_EXTRACTED TEXT_:
──────────────────────────────

Beefy Boxes and Bandwidth Generously Provided by pair Networks
There's more than one way to do things
 
PerlMonks  

Generating powerset with progressive ordering

by Limbic~Region (Chancellor)
on Feb 25, 2005 at 15:36 UTC ( #434517=perlquestion: print w/ replies, xml ) Need Help??
Limbic~Region has asked for the wisdom of the Perl Monks concerning the following question:

All,
I am trying to improve my solution to this problem by incorporating the shortcuts I outlined here. This requires ordering the powerset of prime factors in some sort of progressive order:
input = 2, 3, 5, 7 output: 2 2 3 2 3 5 2 3 5 7 ------- 2 3 7 ------- 2 5 2 5 7 ------- 2 7 ------- 3 3 5 3 5 7 ------- 3 7 ------- 5 5 7 ------- 7 -------

In this simple example, the number is 210 so any factor larger than 14 need not be considered. This means that after checking 2*3*5, we can skip 2*3*5*7 and after we check 3*5, we can skip 3*5*7.

Additional savings can be found if the primes repeat since it will lead to duplicate subsets. Prior to determining the product of the subset, we can easily determine if we have already seen this subset and skip. If this previously seen subset was also too large, we can skip the entire progression.

Anyone have any ideas about how to implement this?

──────────────────────────────

_RECORD LIST_:
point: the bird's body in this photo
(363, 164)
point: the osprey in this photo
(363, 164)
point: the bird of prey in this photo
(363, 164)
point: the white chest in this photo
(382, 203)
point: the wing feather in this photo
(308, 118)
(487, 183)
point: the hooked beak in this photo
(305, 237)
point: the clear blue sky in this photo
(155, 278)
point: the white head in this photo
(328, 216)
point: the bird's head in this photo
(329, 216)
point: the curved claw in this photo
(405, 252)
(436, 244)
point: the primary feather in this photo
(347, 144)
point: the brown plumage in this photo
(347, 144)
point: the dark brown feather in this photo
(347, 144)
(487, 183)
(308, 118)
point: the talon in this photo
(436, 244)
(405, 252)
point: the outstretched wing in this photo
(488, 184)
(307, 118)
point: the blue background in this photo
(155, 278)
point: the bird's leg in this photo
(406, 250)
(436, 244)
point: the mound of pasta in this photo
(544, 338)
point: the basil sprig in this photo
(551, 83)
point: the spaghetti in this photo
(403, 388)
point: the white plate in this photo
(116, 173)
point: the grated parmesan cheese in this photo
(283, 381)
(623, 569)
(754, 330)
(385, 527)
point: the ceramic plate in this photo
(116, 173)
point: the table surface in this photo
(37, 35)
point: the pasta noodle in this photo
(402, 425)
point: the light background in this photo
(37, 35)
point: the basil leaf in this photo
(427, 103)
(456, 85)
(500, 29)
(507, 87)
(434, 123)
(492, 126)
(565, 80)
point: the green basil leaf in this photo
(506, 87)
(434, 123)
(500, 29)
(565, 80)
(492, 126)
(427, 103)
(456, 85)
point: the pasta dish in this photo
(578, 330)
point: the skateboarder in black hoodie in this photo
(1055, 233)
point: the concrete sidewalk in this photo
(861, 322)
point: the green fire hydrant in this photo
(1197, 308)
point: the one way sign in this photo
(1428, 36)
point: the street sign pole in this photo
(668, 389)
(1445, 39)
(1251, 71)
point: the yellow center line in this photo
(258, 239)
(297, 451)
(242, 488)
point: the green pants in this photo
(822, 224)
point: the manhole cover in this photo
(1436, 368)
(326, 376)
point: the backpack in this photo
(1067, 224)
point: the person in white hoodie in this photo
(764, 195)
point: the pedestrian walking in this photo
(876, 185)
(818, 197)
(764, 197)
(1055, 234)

──────────────────────────────

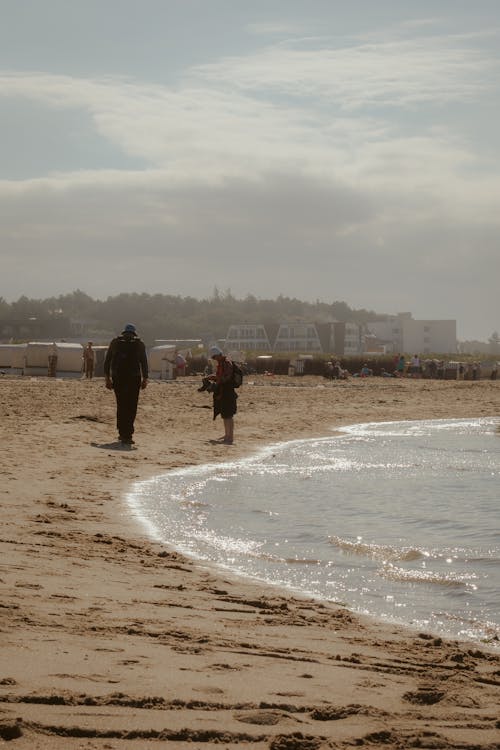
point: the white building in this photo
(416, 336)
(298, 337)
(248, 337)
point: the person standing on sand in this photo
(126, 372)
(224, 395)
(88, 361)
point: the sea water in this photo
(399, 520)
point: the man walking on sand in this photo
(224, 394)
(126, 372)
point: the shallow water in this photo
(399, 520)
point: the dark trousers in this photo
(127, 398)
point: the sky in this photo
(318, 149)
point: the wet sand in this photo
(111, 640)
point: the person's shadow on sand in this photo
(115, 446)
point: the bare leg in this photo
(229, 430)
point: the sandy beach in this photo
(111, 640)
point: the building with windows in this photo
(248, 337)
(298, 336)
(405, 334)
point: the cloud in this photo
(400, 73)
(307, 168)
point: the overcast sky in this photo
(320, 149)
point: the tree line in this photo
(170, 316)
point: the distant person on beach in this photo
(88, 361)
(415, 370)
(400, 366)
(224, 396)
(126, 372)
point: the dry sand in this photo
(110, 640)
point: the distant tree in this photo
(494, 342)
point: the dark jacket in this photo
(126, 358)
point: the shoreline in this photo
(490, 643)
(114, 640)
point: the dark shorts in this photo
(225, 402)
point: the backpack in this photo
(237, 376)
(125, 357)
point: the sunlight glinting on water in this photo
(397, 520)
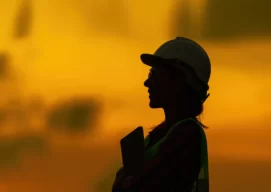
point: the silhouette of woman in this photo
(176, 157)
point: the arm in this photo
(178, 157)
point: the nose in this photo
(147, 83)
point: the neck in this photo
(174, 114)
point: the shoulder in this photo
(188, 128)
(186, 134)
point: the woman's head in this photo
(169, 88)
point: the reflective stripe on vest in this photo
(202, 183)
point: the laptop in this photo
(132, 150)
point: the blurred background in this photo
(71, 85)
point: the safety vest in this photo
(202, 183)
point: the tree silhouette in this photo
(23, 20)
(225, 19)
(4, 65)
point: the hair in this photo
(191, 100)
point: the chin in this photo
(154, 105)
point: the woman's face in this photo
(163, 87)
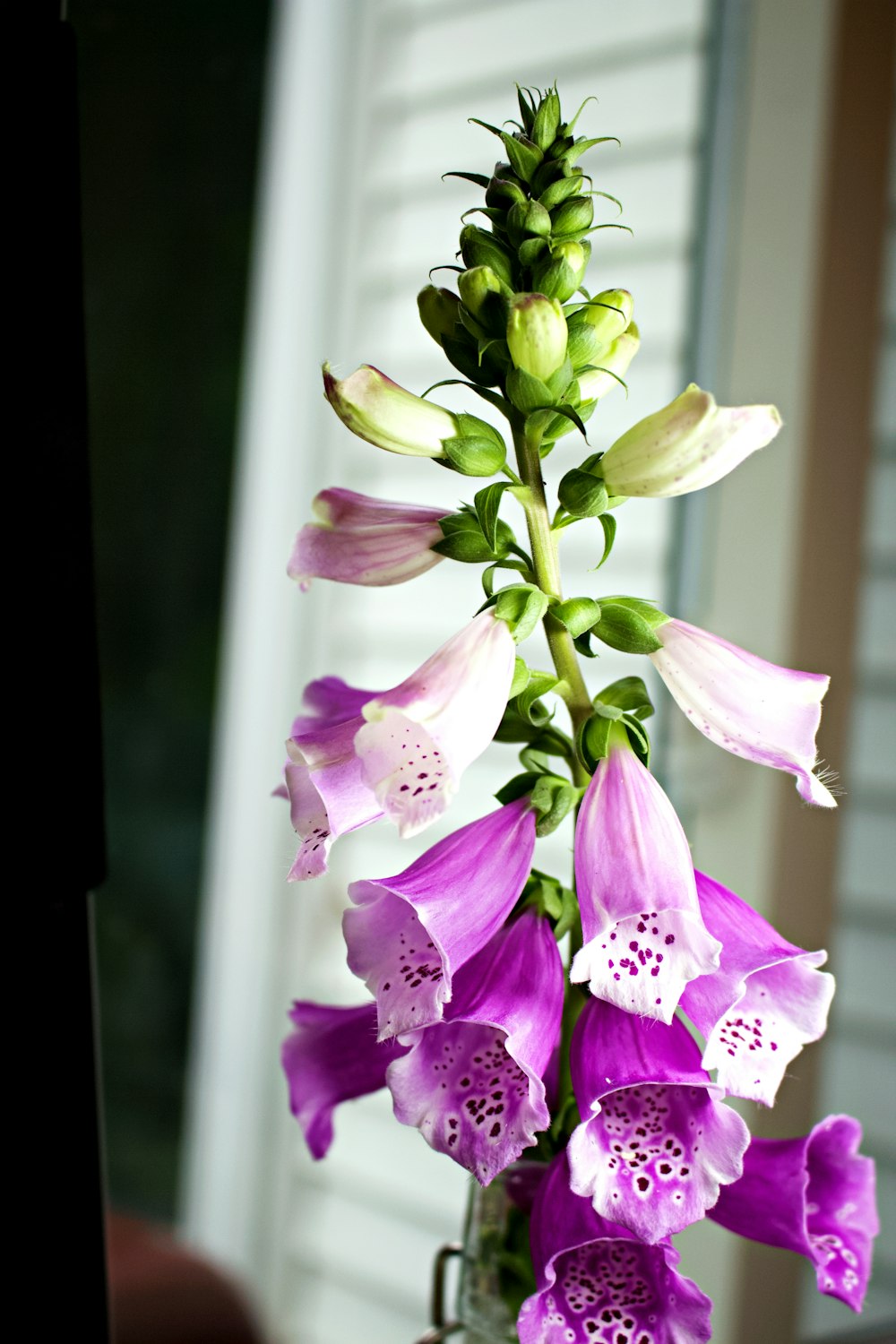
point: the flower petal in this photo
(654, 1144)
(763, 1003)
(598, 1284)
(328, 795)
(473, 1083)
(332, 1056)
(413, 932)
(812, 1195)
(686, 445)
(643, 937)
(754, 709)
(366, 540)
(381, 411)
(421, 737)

──────────────────────────────

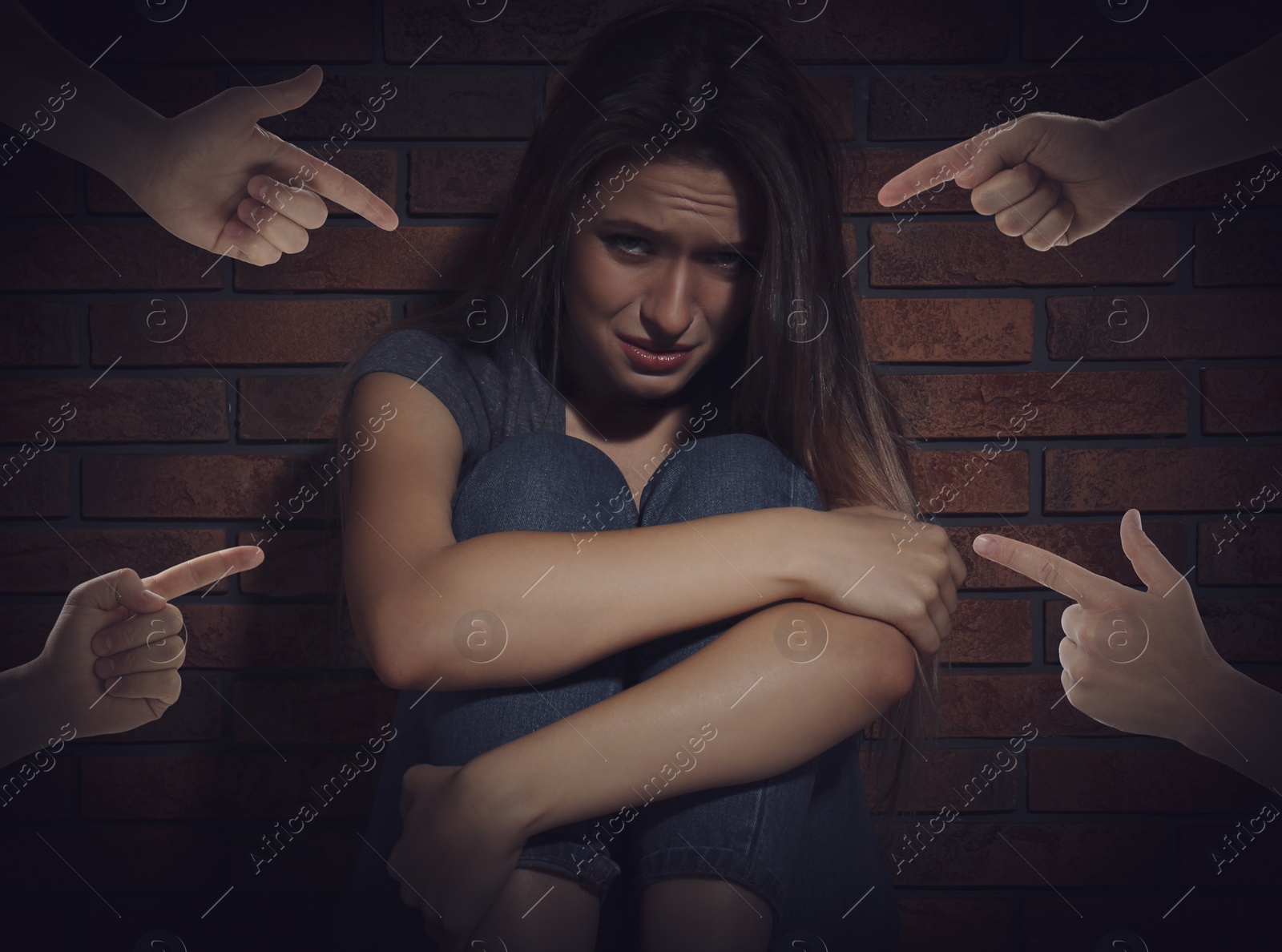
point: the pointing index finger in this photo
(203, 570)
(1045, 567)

──────────────────────────────

_TASK OBJECTIVE_: In the PerlMonks post on powerset ordering, swap "powerset" for "power set" and give the passage starting with "Beefy Boxes and" and going on through "by Limbic~Region (Chancellor)".

_SOLUTION TO THE EXERCISE_:
Beefy Boxes and Bandwidth Generously Provided by pair Networks
There's more than one way to do things
 
PerlMonks  

Generating power set with progressive ordering

by Limbic~Region (Chancellor)